--- Start PROVIDED DATA ---

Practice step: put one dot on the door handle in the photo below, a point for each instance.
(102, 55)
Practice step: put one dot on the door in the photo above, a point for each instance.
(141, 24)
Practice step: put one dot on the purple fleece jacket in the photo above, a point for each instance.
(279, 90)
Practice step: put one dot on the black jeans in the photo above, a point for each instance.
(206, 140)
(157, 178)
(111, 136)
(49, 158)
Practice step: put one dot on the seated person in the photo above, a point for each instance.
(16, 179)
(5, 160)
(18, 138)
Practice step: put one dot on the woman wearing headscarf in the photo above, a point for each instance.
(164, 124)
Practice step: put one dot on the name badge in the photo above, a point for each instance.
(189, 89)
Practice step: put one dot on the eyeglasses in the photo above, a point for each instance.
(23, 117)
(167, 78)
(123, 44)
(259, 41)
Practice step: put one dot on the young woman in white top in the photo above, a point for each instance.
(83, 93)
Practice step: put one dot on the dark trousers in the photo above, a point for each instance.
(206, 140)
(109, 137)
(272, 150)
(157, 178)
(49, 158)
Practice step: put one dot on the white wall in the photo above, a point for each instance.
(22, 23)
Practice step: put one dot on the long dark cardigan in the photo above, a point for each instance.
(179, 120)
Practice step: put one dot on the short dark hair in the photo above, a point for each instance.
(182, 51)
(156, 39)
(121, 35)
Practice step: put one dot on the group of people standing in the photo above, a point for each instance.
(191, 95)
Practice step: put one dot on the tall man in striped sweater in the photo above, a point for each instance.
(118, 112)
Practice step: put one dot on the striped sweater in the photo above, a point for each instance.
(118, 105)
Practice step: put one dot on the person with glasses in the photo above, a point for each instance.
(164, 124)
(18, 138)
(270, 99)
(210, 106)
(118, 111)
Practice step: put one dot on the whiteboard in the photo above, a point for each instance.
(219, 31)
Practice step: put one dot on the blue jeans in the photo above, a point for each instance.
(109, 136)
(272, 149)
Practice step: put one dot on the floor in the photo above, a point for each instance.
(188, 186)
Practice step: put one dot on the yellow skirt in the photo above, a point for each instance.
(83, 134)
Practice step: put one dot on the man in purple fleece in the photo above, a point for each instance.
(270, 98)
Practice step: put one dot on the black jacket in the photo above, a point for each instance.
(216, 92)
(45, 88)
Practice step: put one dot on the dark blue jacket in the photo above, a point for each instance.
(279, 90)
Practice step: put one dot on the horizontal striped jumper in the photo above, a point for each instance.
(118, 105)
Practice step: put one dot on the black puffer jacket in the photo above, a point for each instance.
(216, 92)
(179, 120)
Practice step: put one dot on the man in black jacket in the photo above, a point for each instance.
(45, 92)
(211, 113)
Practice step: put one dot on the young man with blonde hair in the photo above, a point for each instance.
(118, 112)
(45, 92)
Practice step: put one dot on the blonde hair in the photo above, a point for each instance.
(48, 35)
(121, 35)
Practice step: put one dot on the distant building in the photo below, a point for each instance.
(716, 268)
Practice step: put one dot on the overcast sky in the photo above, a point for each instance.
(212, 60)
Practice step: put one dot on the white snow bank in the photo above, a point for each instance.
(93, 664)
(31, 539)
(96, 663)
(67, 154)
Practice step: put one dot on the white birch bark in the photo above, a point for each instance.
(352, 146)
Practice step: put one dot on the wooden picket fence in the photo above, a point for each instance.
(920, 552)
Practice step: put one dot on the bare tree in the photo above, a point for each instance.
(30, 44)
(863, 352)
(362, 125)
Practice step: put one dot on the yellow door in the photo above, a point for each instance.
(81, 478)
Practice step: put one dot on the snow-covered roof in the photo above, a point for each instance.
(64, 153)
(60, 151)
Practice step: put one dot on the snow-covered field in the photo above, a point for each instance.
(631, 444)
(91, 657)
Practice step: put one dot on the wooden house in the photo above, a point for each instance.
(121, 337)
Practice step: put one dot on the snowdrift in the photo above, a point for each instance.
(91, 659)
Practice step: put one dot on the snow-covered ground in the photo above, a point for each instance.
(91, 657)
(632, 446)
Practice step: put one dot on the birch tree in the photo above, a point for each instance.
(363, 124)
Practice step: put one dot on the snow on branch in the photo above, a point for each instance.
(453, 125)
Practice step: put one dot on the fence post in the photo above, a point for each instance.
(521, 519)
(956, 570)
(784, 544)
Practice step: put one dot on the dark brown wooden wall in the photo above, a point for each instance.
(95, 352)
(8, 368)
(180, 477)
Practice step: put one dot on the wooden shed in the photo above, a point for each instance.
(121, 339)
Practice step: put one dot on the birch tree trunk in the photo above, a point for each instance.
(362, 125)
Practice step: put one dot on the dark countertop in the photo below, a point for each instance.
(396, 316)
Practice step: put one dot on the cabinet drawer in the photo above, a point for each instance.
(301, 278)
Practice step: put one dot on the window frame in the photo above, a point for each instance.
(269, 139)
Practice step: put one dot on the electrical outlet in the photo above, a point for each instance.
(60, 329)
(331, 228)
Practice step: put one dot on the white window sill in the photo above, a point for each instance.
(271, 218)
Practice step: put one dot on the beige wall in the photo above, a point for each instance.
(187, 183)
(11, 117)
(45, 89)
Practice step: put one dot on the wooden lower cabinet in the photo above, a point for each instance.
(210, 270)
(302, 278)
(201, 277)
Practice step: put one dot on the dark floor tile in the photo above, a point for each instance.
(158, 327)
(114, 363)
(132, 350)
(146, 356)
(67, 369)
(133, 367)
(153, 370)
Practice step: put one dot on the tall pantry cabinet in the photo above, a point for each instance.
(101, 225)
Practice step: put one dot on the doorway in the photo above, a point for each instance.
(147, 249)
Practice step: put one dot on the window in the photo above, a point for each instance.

--- End PROVIDED DATA ---

WHAT THE TASK ASKS
Reproduce the entire listing above word for word, from its first line through its last.

TASK SOLUTION
Practice step: put one dot on the door handle in the photo below, a point for each instance.
(102, 55)
Practice step: put one dot on the door in the photo above, a point for each instance.
(141, 24)
Practice step: put one dot on the purple fleece jacket in the photo above, a point for each instance.
(279, 90)
Practice step: put one dot on the black jeans in the photo above, a point for each instance.
(206, 140)
(157, 178)
(111, 136)
(49, 158)
Practice step: put one dot on the seated person in the photo above, a point for each instance.
(16, 179)
(5, 160)
(18, 138)
Practice step: put one dot on the woman wearing headscarf in the photo above, a point for each instance.
(164, 124)
Practice step: put one dot on the name badge in the photo above, a point for each instance.
(189, 89)
Practice step: put one dot on the eyeglasses in the photo above, a point for each instance.
(23, 117)
(167, 78)
(123, 44)
(259, 41)
Practice step: put one dot on the young woman in white top in the photo above, a point for each instance.
(83, 93)
Practice step: put one dot on the dark trousers in the photo above, a point for each instance.
(206, 140)
(109, 137)
(272, 150)
(157, 178)
(49, 158)
Practice step: put one dot on the white wall in the photo above, a point for each instance.
(22, 23)
Practice step: put one dot on the long dark cardigan in the photo above, a point for each instance.
(179, 120)
Practice step: put one dot on the short dark hair in the photo above, a point for each instance.
(182, 51)
(156, 39)
(121, 35)
Practice step: put one dot on the group of people standing in the photo above, a point for each instance.
(191, 95)
Practice step: put one dot on the tall man in striped sweater in the photo above, a point for each instance.
(118, 112)
Practice step: put one dot on the striped sweater in the photo above, a point for each instance.
(118, 105)
Practice step: put one dot on the person with glasses in the photo above, a point for each instance.
(164, 124)
(18, 138)
(270, 99)
(210, 106)
(118, 111)
Practice step: put one dot on the whiteboard in the photo above, a point for each instance.
(219, 31)
Practice step: put one dot on the blue jeans in the photo above, a point for each instance.
(109, 136)
(272, 149)
Practice step: put one dot on the floor in the photo above, a point for each instance.
(188, 186)
Practice step: put one dot on the yellow skirt in the photo above, a point for each instance.
(83, 134)
Practice step: put one dot on the man in purple fleece in the photo above, a point for each instance.
(270, 98)
Practice step: put one dot on the black jacket in the photo above, a point for each instance.
(216, 92)
(45, 88)
Practice step: put one dot on the dark blue jacket in the photo above, a point for each instance.
(279, 90)
Practice step: put one dot on the horizontal striped jumper in the photo above, a point for each instance.
(118, 105)
Practice step: put one dot on the black puffer jacket in the photo above, a point for each instance.
(216, 92)
(179, 120)
Practice step: put one dot on the man in black jacket in the photo above, a point for each instance.
(45, 92)
(211, 113)
Practice step: put one dot on the young man with blonde hair in the photo above, a point for each instance.
(118, 112)
(45, 92)
Practice step: put one dot on the blonde hair in the photo above, a point for each instance.
(48, 35)
(121, 35)
Practice step: put one dot on the distant building in the photo below, a point for each instance.
(716, 268)
Practice step: put one dot on the overcast sky in the photo above, a point for each instance.
(212, 60)
Practice step: put one dot on the white snow bank in the photo above, a point for each instance.
(93, 664)
(31, 539)
(96, 663)
(67, 154)
Practice step: put one dot on the white birch bark in the photo above, a point for each instance.
(352, 146)
Practice step: put one dot on the wooden picket fence in the photo above, a point for each instance.
(920, 552)
Practice step: put one dot on the bare tree in the photo above, a point for each instance.
(30, 44)
(863, 352)
(362, 125)
Practice step: put one dot on the yellow door in the photo above, a point for each instance.
(81, 478)
Practice step: put one dot on the snow-covered roof in the photo above, a point for each instance.
(64, 153)
(60, 151)
Practice step: put one dot on the snow-covered field in the photo above, a point for each instance.
(631, 444)
(91, 657)
Practice step: put one dot on the wooden house in the photo above, a point for each instance.
(121, 337)
Practice step: put one dot on the snowdrift in the photo above, a point for each instance.
(91, 659)
Practice step: put one dot on the snow-covered ground in the photo above, a point for each instance.
(91, 657)
(632, 446)
Practice step: put one dot on the birch tree in the photo above, a point for each instance.
(363, 124)
Practice step: put one dot on the snow on branch in the photo above, a point for each instance.
(453, 125)
Practice step: put one dot on the fence post in the photo above, a point for each instance.
(521, 519)
(956, 570)
(784, 544)
Practice step: put one dot on the dark brown wooden wall in the photo above, a point for each instance.
(95, 352)
(8, 368)
(180, 477)
Practice step: put one dot on the wooden shed in the photo above, a point for each instance.
(121, 339)
Practice step: put one dot on the birch tree trunk in the photo above, a point for each instance.
(362, 125)
Practice step: put one dot on the dark countertop in the photo below, a point for each instance.
(396, 316)
Practice step: put one dot on the cabinet drawer in the photo above, a point for each instance.
(301, 278)
Practice step: put one dot on the window frame in the photo above, a point for each instance.
(269, 139)
Practice step: put one dot on the electrical outlet in the photo above, a point for each instance.
(60, 329)
(331, 228)
Practice step: put one dot on the white window sill in the photo above, a point for each instance.
(271, 218)
Practice step: put one dot on the beige wall in the photo above, a point for each instance.
(187, 183)
(11, 117)
(45, 89)
Practice step: put one dot on the wooden lower cabinet in the photo above, a point for each instance.
(210, 270)
(302, 278)
(201, 277)
Practice step: put one dot on the dark floor tile in the photo above, a point for each instance.
(158, 327)
(114, 363)
(132, 350)
(146, 356)
(67, 369)
(133, 367)
(153, 370)
Practice step: put one dot on the tall pantry cabinet in the photo above, a point for each instance.
(101, 225)
Practice step: put one dot on the doorway in the photo above, a point for each instance.
(147, 249)
Practice step: put one dot on the window in the photo above, a point for each instance.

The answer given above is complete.